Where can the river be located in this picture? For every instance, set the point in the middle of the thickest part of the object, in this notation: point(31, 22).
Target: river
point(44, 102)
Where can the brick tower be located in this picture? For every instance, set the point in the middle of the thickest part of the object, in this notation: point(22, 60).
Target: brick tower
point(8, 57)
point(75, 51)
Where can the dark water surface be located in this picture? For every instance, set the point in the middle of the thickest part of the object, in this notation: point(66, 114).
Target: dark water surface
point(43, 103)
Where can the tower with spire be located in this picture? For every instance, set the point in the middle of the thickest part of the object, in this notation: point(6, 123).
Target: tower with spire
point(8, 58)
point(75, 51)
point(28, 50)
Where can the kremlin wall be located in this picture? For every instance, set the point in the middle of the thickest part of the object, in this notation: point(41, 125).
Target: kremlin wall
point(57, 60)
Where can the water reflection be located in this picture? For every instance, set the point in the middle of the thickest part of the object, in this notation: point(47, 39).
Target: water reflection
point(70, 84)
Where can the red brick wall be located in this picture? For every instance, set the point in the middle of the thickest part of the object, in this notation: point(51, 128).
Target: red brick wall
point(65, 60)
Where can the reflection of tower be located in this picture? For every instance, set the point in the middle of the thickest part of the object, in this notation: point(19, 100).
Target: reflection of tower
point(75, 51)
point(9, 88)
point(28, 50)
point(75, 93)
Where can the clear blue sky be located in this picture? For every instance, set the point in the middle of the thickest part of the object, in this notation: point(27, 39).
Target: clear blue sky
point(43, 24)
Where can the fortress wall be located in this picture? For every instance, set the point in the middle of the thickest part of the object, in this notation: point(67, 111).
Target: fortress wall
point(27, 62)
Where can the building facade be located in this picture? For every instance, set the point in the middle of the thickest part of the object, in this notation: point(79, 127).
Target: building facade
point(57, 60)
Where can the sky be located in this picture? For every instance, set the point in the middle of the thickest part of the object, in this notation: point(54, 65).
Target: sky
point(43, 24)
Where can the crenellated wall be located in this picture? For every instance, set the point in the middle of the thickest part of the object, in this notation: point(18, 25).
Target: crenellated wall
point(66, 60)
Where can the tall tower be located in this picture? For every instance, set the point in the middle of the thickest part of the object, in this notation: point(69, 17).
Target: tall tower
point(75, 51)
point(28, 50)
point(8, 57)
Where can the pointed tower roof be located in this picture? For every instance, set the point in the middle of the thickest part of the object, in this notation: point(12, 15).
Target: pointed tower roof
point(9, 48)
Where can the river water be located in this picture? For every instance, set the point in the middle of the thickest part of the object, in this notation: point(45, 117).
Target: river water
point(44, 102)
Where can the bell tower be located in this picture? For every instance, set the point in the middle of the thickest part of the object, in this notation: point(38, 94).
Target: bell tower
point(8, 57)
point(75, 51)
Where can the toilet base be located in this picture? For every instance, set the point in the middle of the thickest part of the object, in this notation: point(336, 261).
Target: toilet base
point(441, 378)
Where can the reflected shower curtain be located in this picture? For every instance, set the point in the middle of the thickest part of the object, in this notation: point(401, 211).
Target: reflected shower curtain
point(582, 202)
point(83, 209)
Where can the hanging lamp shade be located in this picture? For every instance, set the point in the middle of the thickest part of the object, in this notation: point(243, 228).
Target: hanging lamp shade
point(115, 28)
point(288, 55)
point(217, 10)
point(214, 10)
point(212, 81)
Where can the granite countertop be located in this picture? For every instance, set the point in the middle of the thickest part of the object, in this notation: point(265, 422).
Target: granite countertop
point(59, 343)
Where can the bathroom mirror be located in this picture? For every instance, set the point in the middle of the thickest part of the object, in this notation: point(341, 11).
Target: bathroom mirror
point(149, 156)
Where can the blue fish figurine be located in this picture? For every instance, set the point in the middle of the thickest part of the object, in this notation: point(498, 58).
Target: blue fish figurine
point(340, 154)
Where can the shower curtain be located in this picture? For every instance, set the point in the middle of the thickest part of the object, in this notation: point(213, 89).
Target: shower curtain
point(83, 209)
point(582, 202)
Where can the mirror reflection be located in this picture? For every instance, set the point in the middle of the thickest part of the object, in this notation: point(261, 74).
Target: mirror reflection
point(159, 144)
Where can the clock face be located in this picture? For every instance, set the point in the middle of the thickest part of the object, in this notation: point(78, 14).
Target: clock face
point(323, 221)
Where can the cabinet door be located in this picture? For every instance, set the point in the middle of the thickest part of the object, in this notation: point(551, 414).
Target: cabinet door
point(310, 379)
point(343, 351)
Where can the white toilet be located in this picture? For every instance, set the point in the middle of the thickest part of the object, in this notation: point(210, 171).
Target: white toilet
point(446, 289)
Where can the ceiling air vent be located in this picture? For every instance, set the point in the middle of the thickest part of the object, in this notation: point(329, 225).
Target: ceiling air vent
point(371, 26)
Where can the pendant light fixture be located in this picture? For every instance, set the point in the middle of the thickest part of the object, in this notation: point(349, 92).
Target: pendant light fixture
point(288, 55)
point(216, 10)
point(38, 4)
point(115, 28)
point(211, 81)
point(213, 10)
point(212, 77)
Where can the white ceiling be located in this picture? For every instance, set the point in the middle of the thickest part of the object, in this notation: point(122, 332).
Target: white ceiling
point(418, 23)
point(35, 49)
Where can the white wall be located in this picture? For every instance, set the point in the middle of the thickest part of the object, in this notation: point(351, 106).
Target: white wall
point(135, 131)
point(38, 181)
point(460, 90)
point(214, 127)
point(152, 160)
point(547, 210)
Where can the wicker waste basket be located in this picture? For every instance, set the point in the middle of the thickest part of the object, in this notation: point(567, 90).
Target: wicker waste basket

|---|

# [WHAT THE EXERCISE ASKS]
The expected result is every line from the material above that includes "basket".

# [OUTPUT FOR THIS TASK]
Where can the wicker waste basket be located in this picture? For every instance, set the point in the middle of the thickest part of the object, in this notation: point(567, 90).
Target: wicker waste basket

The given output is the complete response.